** BEGIN Text excerpt **

Sunday, September 10, 2017

Emojis, elections, LKF and whatsapplied statistics

Whatsapp is the messaging medium of choice among the ultimate community of Hong Kong. Since December 2011, an ever-expanding group of players have coordinated practice, social activities, shared news and engaged in raucous discussions over a Whatsapp group. At times, this group has exploded like a phone ringing off its hook and been the source of much hilarity for the community. The group has gone through many names, but most commonly has been known as "Party in My Pants" (PIMP).

This analysis was started by my friend, teammate and former colleague Jak Lau. In June 2017 he emailed me this:

Party in my TUANsuit
STATISTICS
Started: 10 December 2011
Age: 5 years 7 months
Messages 39,700
Group name changes: 19
Messages written no.%
Doona32618.0
Sam24536.0
Jak22235.4
Neil21205.2
Mikey20975.1
Kim20415.0
Will13393.3
Tommy8052.0
Gio6551.6

This is the email exchange that followed:
Cal: What?!?!?! How did you get these??
Jak: I made them.
Cal: You downloaded the transcript and searched?
Jak: Yeah, just exported the chat into excel and used a few simple analysis tools. Mostly sort and filter.
I was gonna do more, but wouldn't be worth it.
Cal: Haha I might play around with it. I want to see which emojis we use (eggplant)
Jak: Have fun. I don't know if you can export the emojis.

And so I set forth to do some further analysis. Whatsapp's Export Chat feature is nifty (and a feature that separates it from many other messaging apps), allowing me to email my account's stored data of the phone to myself as one raw text file. You can include media as well (images and videos) but I figured that might be an overwhelming amount and didn't include the images. Since leaving Hong Kong in early 2016, I've both remained in this group chat and become a professional data scientist, learning many techniques that would help me work with this text file.

Python is a good tool for text analysis, especially when used through a web application interface like a Juypiter Notebook. The benefits of using a web interface is the text gets outputted in your browser, which means different language scripts and emojis, both of which are relevant here, will likely be supported. The Pandas package allows in one step for the ingestion of the .txt file and conversion into a useful dataframe. The raw data contains lots of activity from whatsapp, including when users entered or left the group and when they sent images. I was mainly just interested in messages. I knew I would eventually do analysis on the emojis though, and I wasn't sure how that would work in a Python Juypiter Notebook - there was a tutorial on emoji data science in R though, which happens to be my strongest programming language. I exported the raw data from Python and used R to analyze it.

** END Text excerpt **

**Requirements:**
A. Rewrite the passage of the WhatsApp group chat post from "Cal: You downloaded the" up to and including "be worth it.", replacing "excel" with "Google Sheets".
B. Translate this sentence from the WhatsApp group chat post into Spanish: "Whatsapp is the messaging medium of choice among the ultimate community of Hong Kong."
C. Write the next part of the post on the WhatsApp group chat statistics, starting after its final sentence.

** BEGIN Information shown **

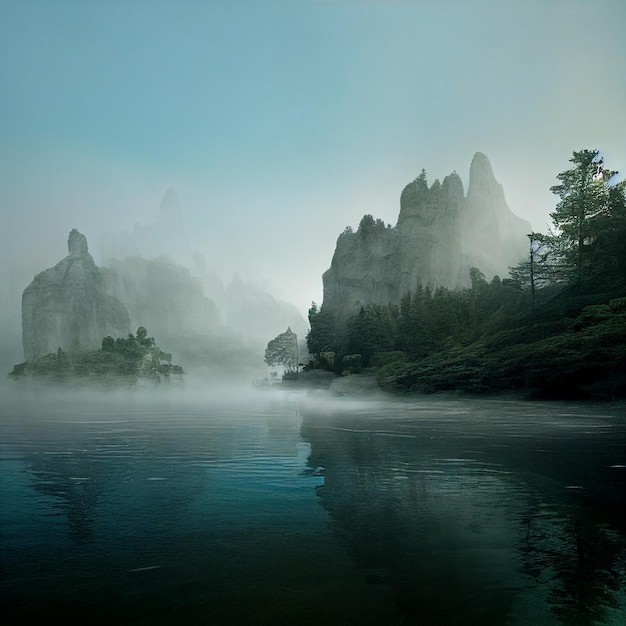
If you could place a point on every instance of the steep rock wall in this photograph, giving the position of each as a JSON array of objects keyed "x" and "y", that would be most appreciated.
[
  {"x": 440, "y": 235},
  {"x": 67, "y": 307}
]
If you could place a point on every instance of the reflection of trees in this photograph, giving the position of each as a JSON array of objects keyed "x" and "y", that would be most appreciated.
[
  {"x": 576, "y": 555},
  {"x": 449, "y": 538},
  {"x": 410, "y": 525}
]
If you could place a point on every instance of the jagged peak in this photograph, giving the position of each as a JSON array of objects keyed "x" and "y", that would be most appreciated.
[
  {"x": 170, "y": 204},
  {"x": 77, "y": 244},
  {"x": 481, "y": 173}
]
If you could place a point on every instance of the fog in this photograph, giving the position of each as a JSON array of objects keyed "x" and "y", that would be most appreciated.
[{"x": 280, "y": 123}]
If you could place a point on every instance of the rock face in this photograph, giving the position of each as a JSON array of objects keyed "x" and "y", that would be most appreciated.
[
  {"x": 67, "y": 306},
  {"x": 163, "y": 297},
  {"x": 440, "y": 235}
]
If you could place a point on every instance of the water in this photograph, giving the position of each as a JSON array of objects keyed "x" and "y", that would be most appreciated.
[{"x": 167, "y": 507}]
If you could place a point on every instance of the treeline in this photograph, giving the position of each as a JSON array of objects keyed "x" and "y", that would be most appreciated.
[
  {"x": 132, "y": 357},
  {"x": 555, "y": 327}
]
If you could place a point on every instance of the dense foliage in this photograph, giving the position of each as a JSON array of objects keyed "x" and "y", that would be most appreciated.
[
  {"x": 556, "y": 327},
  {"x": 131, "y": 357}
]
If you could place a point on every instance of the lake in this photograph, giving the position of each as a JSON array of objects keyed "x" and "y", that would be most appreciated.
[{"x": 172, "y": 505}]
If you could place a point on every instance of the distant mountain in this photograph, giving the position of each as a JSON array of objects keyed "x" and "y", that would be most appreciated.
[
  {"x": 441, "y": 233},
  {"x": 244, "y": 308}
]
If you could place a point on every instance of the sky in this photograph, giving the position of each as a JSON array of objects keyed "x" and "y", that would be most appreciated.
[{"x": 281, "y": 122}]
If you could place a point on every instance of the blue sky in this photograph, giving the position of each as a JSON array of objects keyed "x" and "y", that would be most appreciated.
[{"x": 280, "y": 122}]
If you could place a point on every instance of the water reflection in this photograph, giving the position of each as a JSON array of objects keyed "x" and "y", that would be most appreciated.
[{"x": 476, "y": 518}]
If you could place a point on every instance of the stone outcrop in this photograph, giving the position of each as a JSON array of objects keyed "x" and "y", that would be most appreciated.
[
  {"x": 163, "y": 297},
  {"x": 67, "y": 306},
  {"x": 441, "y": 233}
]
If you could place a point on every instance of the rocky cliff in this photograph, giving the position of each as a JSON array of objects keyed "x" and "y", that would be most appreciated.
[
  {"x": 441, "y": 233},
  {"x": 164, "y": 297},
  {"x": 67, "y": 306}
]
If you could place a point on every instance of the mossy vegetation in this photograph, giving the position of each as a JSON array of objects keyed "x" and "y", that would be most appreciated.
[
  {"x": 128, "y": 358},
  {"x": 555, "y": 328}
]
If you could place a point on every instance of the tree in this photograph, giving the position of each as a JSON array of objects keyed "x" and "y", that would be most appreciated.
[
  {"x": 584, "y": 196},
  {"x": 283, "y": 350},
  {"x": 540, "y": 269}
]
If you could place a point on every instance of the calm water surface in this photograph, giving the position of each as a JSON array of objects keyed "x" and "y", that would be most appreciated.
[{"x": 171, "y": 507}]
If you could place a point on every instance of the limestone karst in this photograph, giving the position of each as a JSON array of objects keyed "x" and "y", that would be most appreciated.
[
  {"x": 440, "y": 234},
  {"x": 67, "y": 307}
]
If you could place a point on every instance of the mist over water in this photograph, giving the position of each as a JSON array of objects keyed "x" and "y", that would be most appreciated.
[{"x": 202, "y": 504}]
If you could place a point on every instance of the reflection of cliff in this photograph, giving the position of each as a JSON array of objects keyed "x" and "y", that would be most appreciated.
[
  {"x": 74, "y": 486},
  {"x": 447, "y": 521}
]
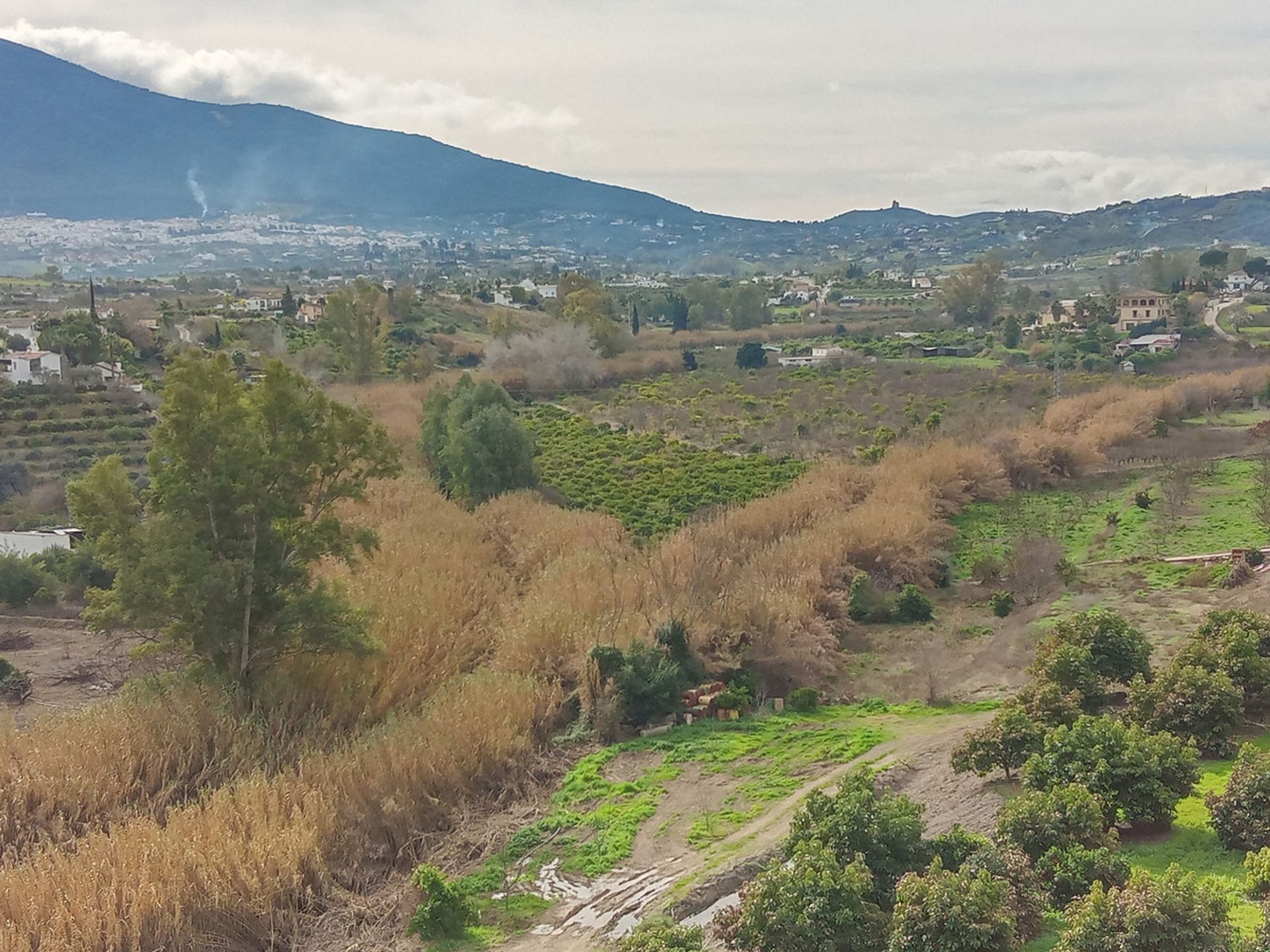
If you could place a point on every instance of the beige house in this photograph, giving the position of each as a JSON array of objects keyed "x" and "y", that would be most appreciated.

** END Information shown **
** BEGIN Information shown **

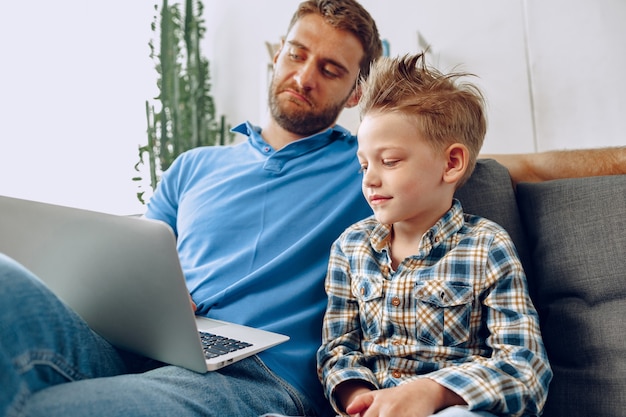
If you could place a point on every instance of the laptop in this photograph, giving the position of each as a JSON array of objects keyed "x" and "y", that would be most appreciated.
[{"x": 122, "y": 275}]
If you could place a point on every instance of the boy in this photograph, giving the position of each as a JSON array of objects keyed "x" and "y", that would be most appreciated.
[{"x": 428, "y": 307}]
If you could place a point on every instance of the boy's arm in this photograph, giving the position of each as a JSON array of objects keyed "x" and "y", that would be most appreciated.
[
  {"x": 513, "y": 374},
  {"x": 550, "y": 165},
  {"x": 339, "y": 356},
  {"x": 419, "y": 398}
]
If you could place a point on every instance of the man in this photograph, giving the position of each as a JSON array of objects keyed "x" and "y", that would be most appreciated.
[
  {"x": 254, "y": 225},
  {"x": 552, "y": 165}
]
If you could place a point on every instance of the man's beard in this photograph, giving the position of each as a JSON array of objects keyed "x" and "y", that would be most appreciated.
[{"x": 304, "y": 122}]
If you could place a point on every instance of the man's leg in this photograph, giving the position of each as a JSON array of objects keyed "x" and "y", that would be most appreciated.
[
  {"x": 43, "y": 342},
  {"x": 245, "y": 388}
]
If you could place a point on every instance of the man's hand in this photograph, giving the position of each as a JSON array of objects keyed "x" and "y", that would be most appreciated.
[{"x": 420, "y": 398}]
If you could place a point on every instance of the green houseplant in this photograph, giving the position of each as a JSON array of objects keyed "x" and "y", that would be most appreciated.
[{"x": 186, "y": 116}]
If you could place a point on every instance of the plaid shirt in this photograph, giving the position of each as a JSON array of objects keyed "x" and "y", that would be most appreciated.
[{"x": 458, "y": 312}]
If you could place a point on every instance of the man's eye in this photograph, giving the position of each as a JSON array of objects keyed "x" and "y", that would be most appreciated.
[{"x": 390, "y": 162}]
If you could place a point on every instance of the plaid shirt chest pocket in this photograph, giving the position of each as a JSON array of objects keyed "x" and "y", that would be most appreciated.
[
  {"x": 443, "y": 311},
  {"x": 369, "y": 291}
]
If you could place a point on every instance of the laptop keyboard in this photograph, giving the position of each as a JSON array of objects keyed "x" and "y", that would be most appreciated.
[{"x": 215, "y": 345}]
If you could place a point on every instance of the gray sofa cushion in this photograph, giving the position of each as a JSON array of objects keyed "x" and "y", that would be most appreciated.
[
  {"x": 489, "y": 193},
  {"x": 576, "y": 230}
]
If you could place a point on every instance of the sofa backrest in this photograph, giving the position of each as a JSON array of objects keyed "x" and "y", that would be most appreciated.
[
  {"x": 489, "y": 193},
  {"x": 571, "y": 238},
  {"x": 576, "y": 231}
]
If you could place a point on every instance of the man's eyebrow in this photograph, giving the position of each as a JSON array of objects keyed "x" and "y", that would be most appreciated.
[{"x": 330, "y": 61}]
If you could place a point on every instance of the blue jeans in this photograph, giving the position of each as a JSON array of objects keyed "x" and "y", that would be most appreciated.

** END Information shown **
** BEGIN Information shown **

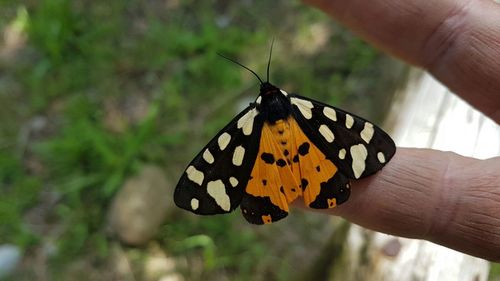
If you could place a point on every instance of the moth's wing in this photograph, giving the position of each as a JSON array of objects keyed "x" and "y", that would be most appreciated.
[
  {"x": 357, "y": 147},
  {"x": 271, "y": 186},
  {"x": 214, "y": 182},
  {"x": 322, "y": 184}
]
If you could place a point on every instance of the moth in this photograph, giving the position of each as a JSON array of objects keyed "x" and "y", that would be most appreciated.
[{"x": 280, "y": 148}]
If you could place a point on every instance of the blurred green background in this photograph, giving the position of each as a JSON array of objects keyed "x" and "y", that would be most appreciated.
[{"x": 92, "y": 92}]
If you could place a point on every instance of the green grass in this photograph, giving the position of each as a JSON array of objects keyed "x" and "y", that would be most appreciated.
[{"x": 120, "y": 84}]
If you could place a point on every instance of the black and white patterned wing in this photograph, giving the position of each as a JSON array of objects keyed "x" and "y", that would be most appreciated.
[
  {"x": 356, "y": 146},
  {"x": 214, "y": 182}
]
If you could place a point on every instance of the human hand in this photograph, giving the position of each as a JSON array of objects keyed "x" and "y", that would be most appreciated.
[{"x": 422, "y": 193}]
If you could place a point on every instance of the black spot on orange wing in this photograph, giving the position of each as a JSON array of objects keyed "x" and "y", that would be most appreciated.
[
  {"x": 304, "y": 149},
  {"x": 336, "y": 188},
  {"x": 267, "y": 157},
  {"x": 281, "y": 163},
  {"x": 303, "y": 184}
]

** END Information shown **

**Outputs by task:**
A.
Cal: You downloaded the transcript and searched?
Jak: Yeah, just exported the chat into Google Sheets and used a few simple analysis tools. Mostly sort and filter.
I was gonna do more, but wouldn't be worth it.

B. Whatsapp es el medio de mensajería preferido entre la comunidad de ultimate de Hong Kong.

C.
So I imported the data into R and was looking at a 37,351 * 4 dimension dataframe. I had the timestamp of the message, the sender, the message text itself, and whether it was an image.

My first step was to look at a timeline - what was typical activity? What sort of spikes occurred and when? It's hard to plot a timeline without first grouping data into buckets, hence I grouped the continuous timestamps into the days of the message. Since I was in the US EST time zone when I emailed these messages to myself, the timestamps are also in that time zone - however the majority of the group is based in Hong Kong, and it made sense to add 12 hours to all those times first. Then I was able to calculate how many messages were sent on any given day in Hong Kong, and eventually create the following plot.

The labels that you see there were created semi-manually. After observing the timeline without the labels, I looked up the peak days and dug into the original data to see what people were talking about on those peak days. For most of these I could find some clear events that piqued interest in the group. Some of these were external events like the US Presidential Election and the Hong Kong Umbrella Revolution (perhaps the most sustained spike) and some were random internal events like the time we decided to play a game where people typed entirely in emojis and others guessed what movie they referred to. A few of the spikes didn't really correspond to anything more than a Saturday night. The external events were mostly major news events, live sporting events including ultimate events. I also felt like the chart was lacking colors and struggled to think of what other variable I could use to color the dots, and decided to just use day of the week. It isn't really adding any more insights to the chart, but it makes the presentation better.

This plot also shows several periods of no activity which I can trace to periods where I lost my phone and had to restore an earlier backup. Whatsapp stores data on the cloud of course but access to this data on any given device is local. Whenever I lost my phone and had to reset, weeks or months of messages were lost. This explains why my total message numbers are lower than Jak's, despite being done several months later. I also chose to break down the plot into each year, called facetting in ggplot, and keep each year to its own scale - the 469 behemoth during the first emoji movie game ruins the scale and makes it hard to see other outliers. This is where ggplot really shines - facetting is awful to do in many other plot packages, and without ggplot I would probably just create 6 plots and piece them together in a photo editor.

Next was to repeat Jak's work and look at the most common texters. The group has expanded greatly over the years. Once limited by the app itself to 25 users, it has now grown to 91 users, and I found unique messages by over 100 users including users who have left the group. After aggregating the sender count, I made the following bar chart including all texters who had sent over 100 messages. In R it was also easy to add in a bit of extra information by coloring the message quantities by year (which I do with sequential shades of green, making it clear that darker means more recent).

So we do see that Donna is far and away the most active user historically, followed by Sam, Mike Ying, Kim, Jak, Neil, me and Tuan. The group's expansion is also visible here, with users Wanda and Jason noticeable for being high volume users with messages only in 2016 and 2017. On the flip side there are users whose volume dropped off over the years, including people like Nickie Wong and Chris Harrison who left Hong Kong.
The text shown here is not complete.